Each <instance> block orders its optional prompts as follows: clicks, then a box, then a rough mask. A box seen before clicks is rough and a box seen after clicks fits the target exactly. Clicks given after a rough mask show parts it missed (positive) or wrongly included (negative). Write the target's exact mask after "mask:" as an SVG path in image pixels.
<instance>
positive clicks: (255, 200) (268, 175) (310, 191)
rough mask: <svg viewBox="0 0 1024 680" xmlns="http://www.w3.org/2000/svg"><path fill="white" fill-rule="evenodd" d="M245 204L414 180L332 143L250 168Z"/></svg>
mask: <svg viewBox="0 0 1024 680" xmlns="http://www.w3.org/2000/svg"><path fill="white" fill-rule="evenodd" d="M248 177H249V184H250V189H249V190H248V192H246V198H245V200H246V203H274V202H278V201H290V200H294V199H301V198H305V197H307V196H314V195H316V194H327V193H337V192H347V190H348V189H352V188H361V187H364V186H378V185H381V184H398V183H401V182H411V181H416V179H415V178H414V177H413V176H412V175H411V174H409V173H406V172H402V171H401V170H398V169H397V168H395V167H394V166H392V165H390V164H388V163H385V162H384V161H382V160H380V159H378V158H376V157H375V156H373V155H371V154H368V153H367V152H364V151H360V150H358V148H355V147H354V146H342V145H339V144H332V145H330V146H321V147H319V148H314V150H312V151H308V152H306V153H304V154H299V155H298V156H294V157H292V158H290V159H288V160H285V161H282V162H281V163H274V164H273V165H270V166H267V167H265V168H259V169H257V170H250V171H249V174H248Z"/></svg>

- **THE TASK**
Write the listing out again in its entirety, exactly.

- **TASK RESULT**
Each <instance> block orders its optional prompts as follows: clicks, then a box, then a rough mask. A box seen before clicks is rough and a box seen after clicks fits the target exactly. Clicks given after a rough mask show parts it missed (positive) or wrongly included (negative). Write the target's exact mask after "mask:" as an SVG path in image pixels.
<instance>
positive clicks: (255, 200) (268, 175) (310, 191)
rough mask: <svg viewBox="0 0 1024 680" xmlns="http://www.w3.org/2000/svg"><path fill="white" fill-rule="evenodd" d="M245 204L414 180L332 143L250 168Z"/></svg>
mask: <svg viewBox="0 0 1024 680" xmlns="http://www.w3.org/2000/svg"><path fill="white" fill-rule="evenodd" d="M248 177H249V184H250V189H249V190H248V192H246V198H245V200H246V203H274V202H278V201H290V200H294V199H301V198H305V197H307V196H314V195H316V194H327V193H337V192H347V190H348V189H352V188H361V187H364V186H378V185H381V184H398V183H401V182H411V181H416V179H415V178H414V177H413V176H412V175H411V174H409V173H406V172H402V171H401V170H398V169H397V168H395V167H394V166H392V165H390V164H388V163H385V162H384V161H382V160H380V159H378V158H376V157H375V156H373V155H371V154H368V153H367V152H364V151H360V150H358V148H355V147H354V146H342V145H339V144H332V145H330V146H321V147H319V148H314V150H312V151H308V152H306V153H304V154H299V155H298V156H294V157H292V158H290V159H288V160H285V161H282V162H281V163H274V164H273V165H270V166H267V167H265V168H259V169H257V170H250V171H249V174H248Z"/></svg>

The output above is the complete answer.